• [Exercise aim] Transcribe the listing below line for line, keeping every character unchanged.

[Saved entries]
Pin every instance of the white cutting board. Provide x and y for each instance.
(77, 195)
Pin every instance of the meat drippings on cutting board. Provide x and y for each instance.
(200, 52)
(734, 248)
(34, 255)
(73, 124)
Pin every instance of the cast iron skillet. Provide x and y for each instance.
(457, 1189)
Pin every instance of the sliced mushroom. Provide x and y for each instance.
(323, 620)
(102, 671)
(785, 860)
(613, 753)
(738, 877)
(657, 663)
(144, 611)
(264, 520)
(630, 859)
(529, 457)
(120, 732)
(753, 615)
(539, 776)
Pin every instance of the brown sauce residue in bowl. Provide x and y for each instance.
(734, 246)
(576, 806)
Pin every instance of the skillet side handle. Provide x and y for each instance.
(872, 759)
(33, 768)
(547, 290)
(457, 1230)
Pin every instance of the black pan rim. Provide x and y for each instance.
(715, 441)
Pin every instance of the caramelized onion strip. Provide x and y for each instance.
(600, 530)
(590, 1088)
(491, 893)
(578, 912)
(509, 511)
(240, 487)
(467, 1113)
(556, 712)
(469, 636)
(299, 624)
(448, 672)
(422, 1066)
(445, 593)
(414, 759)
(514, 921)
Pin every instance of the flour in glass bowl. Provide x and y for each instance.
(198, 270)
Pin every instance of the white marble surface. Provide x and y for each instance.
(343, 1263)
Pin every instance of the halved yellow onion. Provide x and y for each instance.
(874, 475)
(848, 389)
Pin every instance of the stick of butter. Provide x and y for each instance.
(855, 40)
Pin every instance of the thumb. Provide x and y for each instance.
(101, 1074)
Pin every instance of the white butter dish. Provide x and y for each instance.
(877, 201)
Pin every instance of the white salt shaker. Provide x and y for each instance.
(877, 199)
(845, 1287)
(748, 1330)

• [Correct output]
Pin every instance of the white cutting board. Provide x and y for each instance.
(77, 195)
Pin every instance of the meat drippings on cutting board. Provide x and y for each instance.
(200, 52)
(734, 248)
(34, 255)
(73, 124)
Pin every instance of the cast iron skillet. Provide x and y for each instance.
(457, 1189)
Pin every instance of the sliced mushroom. Provide x and y for each instance.
(323, 620)
(102, 671)
(785, 860)
(613, 753)
(738, 877)
(657, 663)
(144, 611)
(264, 520)
(630, 859)
(529, 457)
(120, 732)
(753, 615)
(539, 776)
Pin every instance of the brown sauce residue in bowl. Provide x and y for each instance.
(734, 246)
(576, 806)
Pin every instance of the skillet side handle. Provide x and y for each instance.
(872, 759)
(33, 768)
(547, 290)
(457, 1230)
Pin every instance of the black pan rim. Provide x and y for each instance.
(715, 441)
Pin every instance of the caramelized onion strip. Provide x and y for each instance.
(600, 530)
(590, 1088)
(491, 893)
(578, 912)
(509, 511)
(240, 487)
(467, 1113)
(556, 712)
(469, 636)
(299, 624)
(448, 672)
(422, 1066)
(445, 593)
(414, 759)
(514, 921)
Pin every instance of the flour in glass bowl. Provide x and y for each instance.
(198, 270)
Pin every instance of the white marble surface. Provide x and y for each instance.
(343, 1263)
Pin every instance of the halved yellow onion. Provide x and y for each instance.
(874, 475)
(848, 389)
Pin every instance of the stick of butter. Provide x and y for each instance.
(855, 40)
Pin every instance of the thumb. Provide x and y for each instance.
(101, 1074)
Pin every instance of the white butter dish. Provide x and y for each instance.
(877, 201)
Pin every instance of the white salt shaker. Provide x and y for each instance.
(877, 199)
(845, 1287)
(748, 1330)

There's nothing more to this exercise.